*Dokumen*.
1.3 Tujuan dan Manfaat Penelitian


1.3.1 Tujuan penelitian


Berdasarkan latar belakang dan perumusan  masalah penelitian yang telah diuraikan sebelumnya maka, tujuan penelitian ini adalah untuk menganalisis:




  1. peran Kota Kecamatan Dusun Tengah sebagai salah satu  pusat wilayah pengembangan di Kabupaten Barito Selatan melalui hierarki fasilitas-fasilitas perkotaan yang dimiliki;

  2. hubungan kedekatan antara Kota Kecamatan Dusun Tengah dan kota lainnya dengan kota-kota di sekitarnya melalui perbandingan jumlah penduduk dengan jarak antar kota kecamatan;

  3. potensi Kota Kecamatan Dusun Tengah yang dapat dikembangkan sebagai penggerak perekonomian selaku salah satu pusat pertumbuhan wilayah.

*Cuplikan Data*.
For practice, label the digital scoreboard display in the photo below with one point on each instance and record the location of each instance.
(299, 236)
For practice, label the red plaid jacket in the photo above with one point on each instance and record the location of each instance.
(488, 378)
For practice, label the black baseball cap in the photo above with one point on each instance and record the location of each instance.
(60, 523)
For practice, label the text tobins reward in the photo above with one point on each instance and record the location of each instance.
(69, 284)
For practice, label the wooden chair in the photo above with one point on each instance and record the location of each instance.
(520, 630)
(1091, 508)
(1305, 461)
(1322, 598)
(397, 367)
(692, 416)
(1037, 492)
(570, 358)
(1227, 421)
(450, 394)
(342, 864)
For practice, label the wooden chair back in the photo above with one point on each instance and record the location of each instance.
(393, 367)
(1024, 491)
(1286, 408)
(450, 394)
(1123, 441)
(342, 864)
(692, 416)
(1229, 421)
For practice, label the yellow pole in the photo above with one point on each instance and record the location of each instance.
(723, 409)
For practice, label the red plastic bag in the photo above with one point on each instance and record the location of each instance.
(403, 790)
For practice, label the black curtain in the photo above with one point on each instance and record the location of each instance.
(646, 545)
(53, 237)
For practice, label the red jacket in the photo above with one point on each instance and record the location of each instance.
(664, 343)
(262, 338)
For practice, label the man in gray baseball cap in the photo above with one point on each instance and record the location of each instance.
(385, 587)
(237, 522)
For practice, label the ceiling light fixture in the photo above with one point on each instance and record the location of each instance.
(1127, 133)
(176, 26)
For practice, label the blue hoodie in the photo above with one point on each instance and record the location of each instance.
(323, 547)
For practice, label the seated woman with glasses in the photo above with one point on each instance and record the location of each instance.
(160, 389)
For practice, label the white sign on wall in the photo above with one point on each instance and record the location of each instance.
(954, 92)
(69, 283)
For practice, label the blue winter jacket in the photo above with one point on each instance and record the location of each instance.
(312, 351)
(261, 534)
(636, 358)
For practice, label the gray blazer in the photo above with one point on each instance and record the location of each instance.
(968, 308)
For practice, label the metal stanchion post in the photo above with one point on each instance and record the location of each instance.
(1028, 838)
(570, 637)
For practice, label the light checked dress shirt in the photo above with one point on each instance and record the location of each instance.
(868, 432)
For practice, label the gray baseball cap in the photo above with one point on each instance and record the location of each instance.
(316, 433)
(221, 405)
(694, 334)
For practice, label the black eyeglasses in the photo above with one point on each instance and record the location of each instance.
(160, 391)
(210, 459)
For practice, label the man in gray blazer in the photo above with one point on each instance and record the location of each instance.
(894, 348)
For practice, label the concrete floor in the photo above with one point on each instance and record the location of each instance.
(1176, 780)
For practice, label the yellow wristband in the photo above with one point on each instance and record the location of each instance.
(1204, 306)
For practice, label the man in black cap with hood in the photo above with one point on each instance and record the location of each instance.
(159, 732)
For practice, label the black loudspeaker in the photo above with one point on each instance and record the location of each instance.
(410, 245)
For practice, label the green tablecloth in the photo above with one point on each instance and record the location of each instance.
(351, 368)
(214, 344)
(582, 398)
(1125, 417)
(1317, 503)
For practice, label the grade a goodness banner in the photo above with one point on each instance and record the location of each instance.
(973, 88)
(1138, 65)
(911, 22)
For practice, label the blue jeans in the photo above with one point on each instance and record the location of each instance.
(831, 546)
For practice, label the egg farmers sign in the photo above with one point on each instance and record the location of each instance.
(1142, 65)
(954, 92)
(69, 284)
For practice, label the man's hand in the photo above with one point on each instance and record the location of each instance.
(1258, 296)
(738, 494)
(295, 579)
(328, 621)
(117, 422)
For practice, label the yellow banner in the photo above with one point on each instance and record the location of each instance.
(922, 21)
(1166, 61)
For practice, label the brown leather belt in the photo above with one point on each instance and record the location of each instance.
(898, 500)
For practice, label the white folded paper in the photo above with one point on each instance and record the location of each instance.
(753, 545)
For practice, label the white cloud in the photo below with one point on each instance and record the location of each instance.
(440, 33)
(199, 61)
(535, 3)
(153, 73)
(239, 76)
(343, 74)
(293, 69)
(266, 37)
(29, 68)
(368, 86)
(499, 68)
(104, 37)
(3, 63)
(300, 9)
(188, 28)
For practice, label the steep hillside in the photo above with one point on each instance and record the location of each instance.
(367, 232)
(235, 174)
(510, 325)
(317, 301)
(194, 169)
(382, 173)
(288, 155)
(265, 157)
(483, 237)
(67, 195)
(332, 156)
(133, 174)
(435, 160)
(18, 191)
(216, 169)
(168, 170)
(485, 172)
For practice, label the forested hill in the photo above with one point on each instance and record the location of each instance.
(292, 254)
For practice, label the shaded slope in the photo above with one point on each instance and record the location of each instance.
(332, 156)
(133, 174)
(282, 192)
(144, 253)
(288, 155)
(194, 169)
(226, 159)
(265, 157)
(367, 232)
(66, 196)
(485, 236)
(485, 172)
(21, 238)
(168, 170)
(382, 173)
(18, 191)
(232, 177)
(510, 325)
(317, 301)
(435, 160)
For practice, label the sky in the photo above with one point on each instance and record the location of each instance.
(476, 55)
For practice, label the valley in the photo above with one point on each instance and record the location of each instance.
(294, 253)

*Uraian Tugas A*. Tulis kembali teks tujuan penelitian pada rentang dari "1.3.1 Tujuan penelitian" sampai "pusat pertumbuhan wilayah.", lalu tukar "hierarki" dengan "jenjang".
*Uraian Tugas B*. Sambunglah teks tujuan penelitian Kota Kecamatan Dusun Tengah mulai dari kalimat sesudah bagian terakhirnya.

*Hasil Latihan A*.
1.3.1 Tujuan penelitian


Berdasarkan latar belakang dan perumusan  masalah penelitian yang telah diuraikan sebelumnya maka, tujuan penelitian ini adalah untuk menganalisis:




  1. peran Kota Kecamatan Dusun Tengah sebagai salah satu  pusat wilayah pengembangan di Kabupaten Barito Selatan melalui jenjang fasilitas-fasilitas perkotaan yang dimiliki;

  2. hubungan kedekatan antara Kota Kecamatan Dusun Tengah dan kota lainnya dengan kota-kota di sekitarnya melalui perbandingan jumlah penduduk dengan jarak antar kota kecamatan;

  3. potensi Kota Kecamatan Dusun Tengah yang dapat dikembangkan sebagai penggerak perekonomian selaku salah satu pusat pertumbuhan wilayah.

*Hasil Latihan B*.
1.3.2  Manfaat penelitian


Penelitian Kota Kecamatan Dusun Tengah sebagai salah satu pusat pertumbuhan wilayah di Kabupaten Barito Selatan diharapkan dapat bermanfaat sebagai berikut :




  1. memberikan alternatif kebijakan bagi pejabat Pemerintah Daerah Kabupaten Barito Selatan dalam menyusun perencanaan pembangunan daerah  dan pengembangan Kota Ampah Kecamatan Dusun Tengah sebagai pusat pertumbuhan ekonomi serta pengembangan daerah/kecamatan sekitarnya melalui konsep pertumbuhan wilayah;

  2. memberikan kesempatan untuk menambah dan menerapkan ilmu yang diperoleh selama menempuh kuliah;

  3. bahan referensi dan sebagai bahan masukan dan informasi bagi para peneliti selanjutnya.